### Source records
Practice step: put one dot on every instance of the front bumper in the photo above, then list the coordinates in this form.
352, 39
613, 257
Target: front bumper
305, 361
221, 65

### Work required
What is needed is an exact copy of all the entries.

### Problem solution
Practice step: put one dot on every instance of the front bumper in the photo above, then list the coordinates in this form.
352, 39
613, 257
Target: front bumper
305, 361
221, 65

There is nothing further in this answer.